**Задания для выполнения**
(a) Где, согласно отрывку о Палисси, он побывал, работая?
(b) Пожалуйста, изложите отрывок о Палисси в трех предложениях.

**Исходный текст**
<<<<
Вот он, шестнадцатилетний, увидел рудник, опустился в шахту. На пути его будет немало пещер, каменоломен, рудников, возбуждающих и утоляющих любознательность, и нам не устоять на зыбкой лесенке, пока он высматривает, исследует, идет дальше, — ведь на это ушел долгий ряд десятилетий, — поэтому вернемся в наш XX век, достанем с полки старую добрую книгу Тиссардье «Мученики науки» и откроем ту ее часть, где изображены на рисунке худой, с гордо поднятой головой старик — он полулежит в углу темницы — и молодой король Генрих III. Темница эта — Бастилия, в которой и умер не помирившийся с миром мастер за двести лет до того дальнего дня, когда она была разрушена революцией…

Мы оставили молодого Палисси на одной из беспокойных дорог XVI века. Позднее в воспоминаниях (отрывки их дошли до наших дней и составляют лучшие строки в повествовании Тиссардье) он сам расскажет о том, как переходил с места на место, занимаясь одновременно ремеслом стекольщика, горшечника и землемера. Он побывал, работая, в Испании, Фландрии, Нидерландах, на берегах Рейна… Он видел мир не с высоты седла и не в безделье, составляющем иногда очарование путешествия, и это формировало особое, углубленно-сосредоточенное жизневосприятие. Сама дорога и само постижение новизны были высоким ремеслом. Он не наблюдал мироздание, а в нем жил.

Когда он поднимал с земли камень, чтобы не спеша его рассмотреть, или ощупывал в темноте стену пещеры, его пальцы умудрялись вобрать в себя уйму интересного и поучительного, именно потому что умели и любили работать. Он шел, и, по-видимому, бесконечность открывалась ему, как и его современнику Питеру Брейгелю, и в великом, и в малом. Величавое дерево… суровая кладка тысячелетней стены… тонкое изделие из серебра… красивые пейзажи… вызывали у него острое, почти завистливое любопытство, на дне которого жило кощунственное желание создать нечто будто бы и не созданное, а рожденное.

В этом состоянии духа он и заночевал однажды в доме немецкого ремесленника и утром за завтраком увидел фаянсовую чашку: она, казалось, пела в луче солнца. Чашку эту — дар итальянского мастера — ставили на стол, когда в доме оказывался гость. Эмаль, покрывавшая ее, была настолько нежна, что пальцы боялись до нее дотронуться.

Наконец Палисси решился, с величайшей почтительностью поднял чашку и начал почти молитвенно рассматривать. Неужели это дело человеческих рук?! Разве можно создать невесомую ослепительную бабочку или нежную набухающую весеннюю почку! А она, эта чашка?! Такое же чудо. Недаром мастера по фаянсу, рассказывал кто-то, строго оберегают тайну собственного ремесла. Ремесла? Но тогда и он, ремесленник Палисси, может создать это?! Нет, несбыточно… В тот день он твердо решил, чего бы это ему ни стоило, несмотря ни на что, открыть тайну фаянса.
>>>>
**Записи**
<<<<
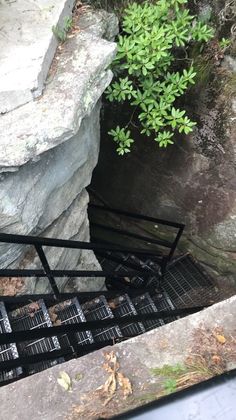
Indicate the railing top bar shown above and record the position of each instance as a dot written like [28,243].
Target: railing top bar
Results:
[161,242]
[138,216]
[18,336]
[66,243]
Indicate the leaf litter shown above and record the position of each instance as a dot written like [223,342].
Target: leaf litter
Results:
[65,381]
[115,378]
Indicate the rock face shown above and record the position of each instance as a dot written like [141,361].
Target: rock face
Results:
[193,182]
[49,148]
[27,47]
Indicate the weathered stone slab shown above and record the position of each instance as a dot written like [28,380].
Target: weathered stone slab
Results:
[72,224]
[43,398]
[35,196]
[27,46]
[80,79]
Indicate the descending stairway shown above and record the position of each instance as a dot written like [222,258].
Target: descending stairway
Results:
[182,277]
[146,288]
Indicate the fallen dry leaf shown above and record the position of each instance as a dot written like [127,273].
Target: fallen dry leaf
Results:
[64,381]
[125,384]
[34,306]
[112,305]
[220,338]
[216,359]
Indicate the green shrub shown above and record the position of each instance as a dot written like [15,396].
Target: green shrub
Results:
[152,38]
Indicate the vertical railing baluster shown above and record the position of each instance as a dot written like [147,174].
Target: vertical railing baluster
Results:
[47,269]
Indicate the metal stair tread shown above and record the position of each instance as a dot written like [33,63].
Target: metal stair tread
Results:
[122,306]
[28,317]
[7,351]
[98,309]
[69,312]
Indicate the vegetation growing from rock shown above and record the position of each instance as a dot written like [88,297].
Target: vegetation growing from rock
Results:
[153,70]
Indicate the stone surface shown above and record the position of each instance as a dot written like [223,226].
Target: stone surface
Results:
[71,224]
[43,399]
[27,46]
[80,79]
[49,148]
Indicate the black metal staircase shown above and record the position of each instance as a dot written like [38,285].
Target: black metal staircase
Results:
[146,288]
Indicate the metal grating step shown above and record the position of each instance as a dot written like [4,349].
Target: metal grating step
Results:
[164,303]
[122,306]
[29,317]
[145,305]
[182,279]
[98,309]
[70,312]
[7,351]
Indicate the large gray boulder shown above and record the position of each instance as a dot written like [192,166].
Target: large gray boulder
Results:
[49,148]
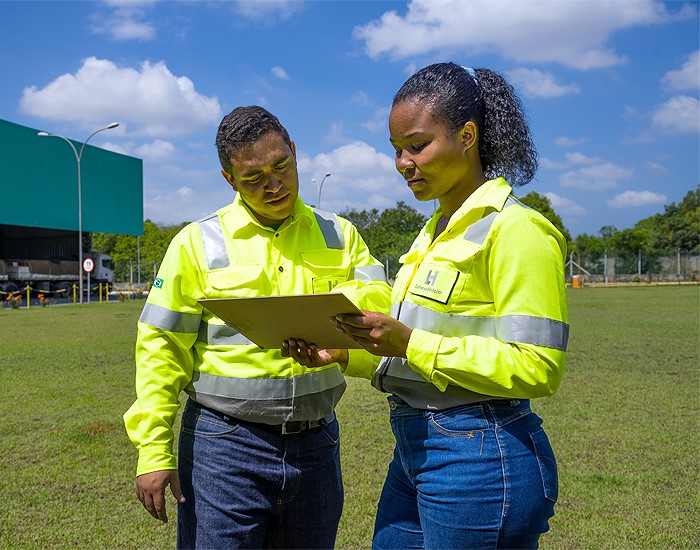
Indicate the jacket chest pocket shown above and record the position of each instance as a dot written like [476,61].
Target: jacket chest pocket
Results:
[324,269]
[238,282]
[444,276]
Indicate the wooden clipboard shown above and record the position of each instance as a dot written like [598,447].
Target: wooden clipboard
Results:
[268,320]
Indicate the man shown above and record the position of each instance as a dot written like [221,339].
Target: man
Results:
[258,457]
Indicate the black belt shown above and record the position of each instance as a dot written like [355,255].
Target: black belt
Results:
[292,427]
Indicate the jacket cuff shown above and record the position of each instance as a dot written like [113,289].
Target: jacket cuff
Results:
[155,458]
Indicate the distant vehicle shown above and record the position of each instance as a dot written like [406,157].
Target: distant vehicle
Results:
[47,261]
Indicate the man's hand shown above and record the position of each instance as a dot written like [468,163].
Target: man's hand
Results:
[378,333]
[310,356]
[150,490]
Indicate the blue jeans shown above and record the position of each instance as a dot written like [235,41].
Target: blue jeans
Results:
[250,486]
[475,476]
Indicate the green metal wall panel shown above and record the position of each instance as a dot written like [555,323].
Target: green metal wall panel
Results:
[39,184]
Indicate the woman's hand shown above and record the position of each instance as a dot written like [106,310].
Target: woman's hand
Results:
[377,333]
[310,356]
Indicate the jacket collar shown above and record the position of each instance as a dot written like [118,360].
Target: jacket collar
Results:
[238,218]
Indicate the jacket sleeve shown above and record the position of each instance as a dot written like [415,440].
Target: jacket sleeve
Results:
[525,265]
[368,290]
[167,331]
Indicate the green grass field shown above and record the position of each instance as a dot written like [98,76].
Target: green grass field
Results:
[624,425]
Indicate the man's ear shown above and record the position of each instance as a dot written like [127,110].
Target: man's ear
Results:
[470,134]
[229,179]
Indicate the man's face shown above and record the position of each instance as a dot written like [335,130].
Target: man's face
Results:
[265,176]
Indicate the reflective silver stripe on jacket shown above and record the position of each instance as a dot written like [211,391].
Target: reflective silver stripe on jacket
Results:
[523,329]
[213,240]
[477,232]
[215,245]
[369,273]
[270,400]
[220,335]
[330,228]
[167,319]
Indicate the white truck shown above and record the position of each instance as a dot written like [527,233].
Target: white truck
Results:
[34,257]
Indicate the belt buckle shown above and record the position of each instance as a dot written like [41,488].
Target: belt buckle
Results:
[299,426]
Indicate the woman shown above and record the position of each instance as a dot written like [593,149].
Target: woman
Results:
[478,325]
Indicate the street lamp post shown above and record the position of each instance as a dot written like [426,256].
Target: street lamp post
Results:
[318,203]
[78,158]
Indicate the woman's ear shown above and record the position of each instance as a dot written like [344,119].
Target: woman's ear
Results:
[469,134]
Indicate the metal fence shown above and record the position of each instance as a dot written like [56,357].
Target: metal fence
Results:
[634,268]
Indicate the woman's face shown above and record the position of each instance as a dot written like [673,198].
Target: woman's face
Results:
[431,158]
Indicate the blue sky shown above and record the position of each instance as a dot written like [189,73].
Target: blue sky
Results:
[610,89]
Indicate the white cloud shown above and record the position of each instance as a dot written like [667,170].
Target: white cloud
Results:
[563,205]
[539,84]
[630,199]
[268,11]
[150,100]
[361,178]
[279,72]
[564,141]
[685,78]
[679,115]
[655,167]
[580,158]
[157,151]
[595,177]
[571,33]
[126,21]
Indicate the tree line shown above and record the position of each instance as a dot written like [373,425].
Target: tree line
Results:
[390,232]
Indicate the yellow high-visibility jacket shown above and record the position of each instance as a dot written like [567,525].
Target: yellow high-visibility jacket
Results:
[182,347]
[487,303]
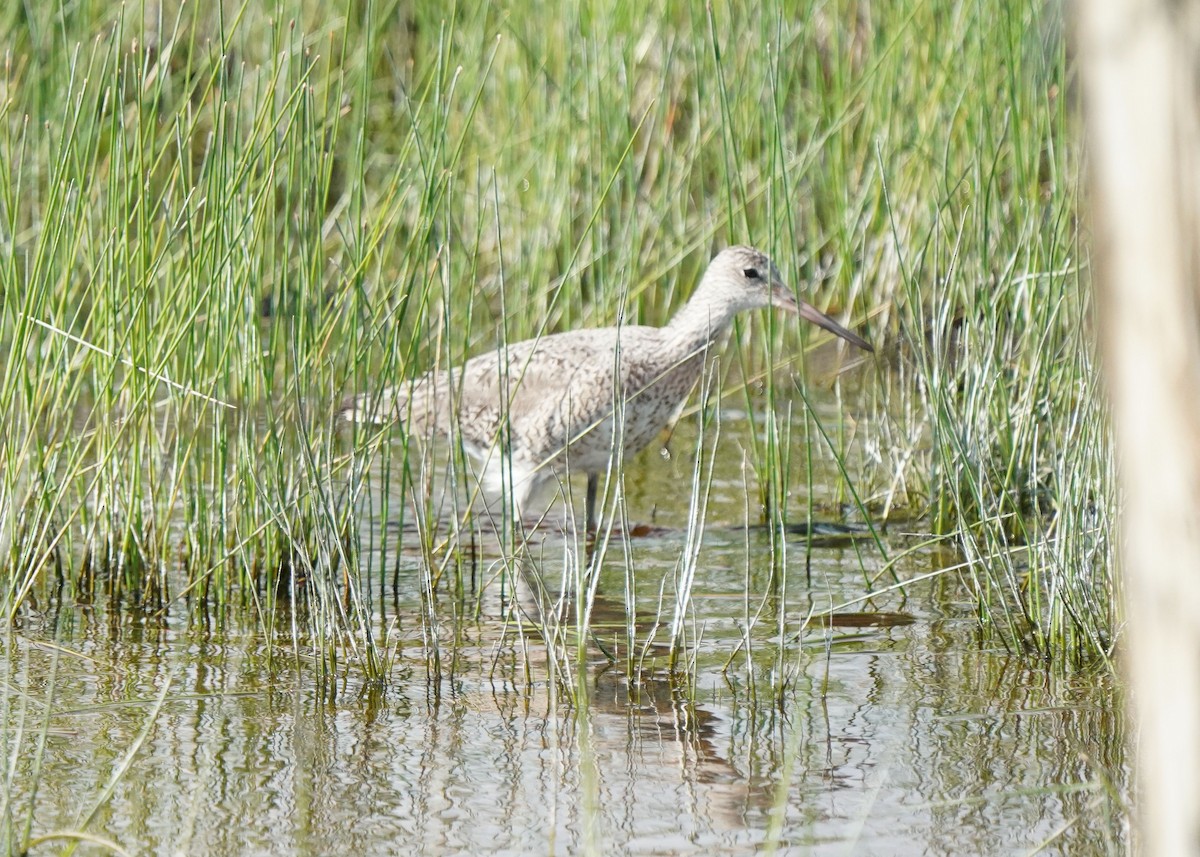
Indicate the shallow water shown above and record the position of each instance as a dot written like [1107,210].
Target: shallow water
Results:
[898,730]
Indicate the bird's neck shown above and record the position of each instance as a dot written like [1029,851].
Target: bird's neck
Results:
[701,323]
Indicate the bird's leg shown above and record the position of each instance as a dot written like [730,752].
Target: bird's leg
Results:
[589,504]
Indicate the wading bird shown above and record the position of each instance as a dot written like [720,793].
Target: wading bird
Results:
[579,401]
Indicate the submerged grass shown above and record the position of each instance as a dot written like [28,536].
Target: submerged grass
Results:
[214,223]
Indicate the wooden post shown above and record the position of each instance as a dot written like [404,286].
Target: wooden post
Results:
[1141,99]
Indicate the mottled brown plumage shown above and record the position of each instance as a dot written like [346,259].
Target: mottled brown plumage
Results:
[555,403]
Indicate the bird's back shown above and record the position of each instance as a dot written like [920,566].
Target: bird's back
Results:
[540,397]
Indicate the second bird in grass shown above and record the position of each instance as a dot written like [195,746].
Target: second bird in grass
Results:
[579,401]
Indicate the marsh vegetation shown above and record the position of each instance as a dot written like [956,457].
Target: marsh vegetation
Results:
[216,222]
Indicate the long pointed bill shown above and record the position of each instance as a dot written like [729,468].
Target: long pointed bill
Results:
[783,299]
[810,313]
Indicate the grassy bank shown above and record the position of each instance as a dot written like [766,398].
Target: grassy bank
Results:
[215,223]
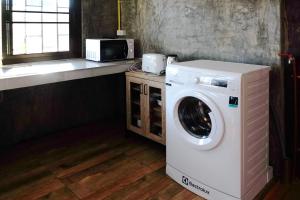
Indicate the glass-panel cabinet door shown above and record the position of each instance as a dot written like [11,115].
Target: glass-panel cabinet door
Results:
[135,112]
[155,110]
>>>>
**Ответы**
(a) В Испании, Фландрии, Нидерландах и на берегах Рейна.

(b) Молодой Палисси странствовал по дорогам XVI века и работал одновременно стекольщиком, горшечником и землемером в Испании, Фландрии, Нидерландах и на берегах Рейна. Однажды в доме немецкого ремесленника он увидел фаянсовую чашку итальянского мастера и в тот же день твердо решил, чего бы это ни стоило, открыть тайну фаянса. Умер он, не помирившись с миром, в темнице Бастилии.